# Page text
String matching algorithm : (multi token strings)

I have a dictionary which contains a big number of strings. Each string could have a range of 1 to 4 tokens (words). Example :
Dictionary :
The Shawshank Redemption
The Godfather \
Pulp Fiction
The Dark Knight
Fight Club
Now I have a paragraph and I need to figure out how many strings in the para are part of the dictionary.
Example, when the para below :
The Shawshank Redemption considered the greatest movie ever made according to the IMDB Top 250.For at least the year or two that I have occasionally been checking in on the IMDB Top 250 The Shawshank Redemption has been
battling The Godfather for the top spot.
is run against the dictionary, I should be getting the ones in bold as the ones that are part of the dictionary.
How can I do this with the least dictionary calls.
You might be better off using a Trie. A Trie is better suited to finding partial matches (i.e. as you search through the text of a paragraph) that are potentially what you're looking for, as opposed to making a bunch of calls to a dictionary that will mostly fail.

# Dataset excerpt
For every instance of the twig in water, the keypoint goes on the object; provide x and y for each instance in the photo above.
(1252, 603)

# What the task asks
Continue the forum thread about spotting dictionary strings inside a paragraph, starting right after its final sentence.

# Response to the task
The reason why I think a Trie (or some variation) is appropriate is because it's built to do exactly what you're trying to do:
If you use this (or some modification that has the tokenized words at each node instead of a letter), this would be the most efficient (at least that I know of) in terms of storage and retrieval; Storage because instead of storing the word "The" a couple thousand times in each Dict entry that has that word in the title (as is the case with movie titles), it would be stored once in one of the nodes right under the root. The next word, "Shawshank" would be in a child node, and then "redemption" would be in the next, with a total of 3 lookups; then you would move to the next phrase. If it fails, i.e. the phrase is only "The Shawshank Looper", then you fail after the same 3 lookups, and you move to the failed word, Looper (which as it happens, would also be a child node under the root, and you get a hit. This solution works assuming you're reading a paragraph without mashup movie names).
Using a hash table, you're going to have to split all the words, check the first word, and then while there's no match, keep appending words and checking if THAT phrase is in the dictionary, until you get a hit, or you reach the end of the paragraph. So if you hit a paragraph with no movie titles, you would have as many lookups as there are words in the paragraph.
This is not a complete answer, more like an extended-comment.
In literature it's called "multi-pattern matching problem". Since you mentioned that the set of patterns has millions of elements, Trie based solutions will most probably perform poorly.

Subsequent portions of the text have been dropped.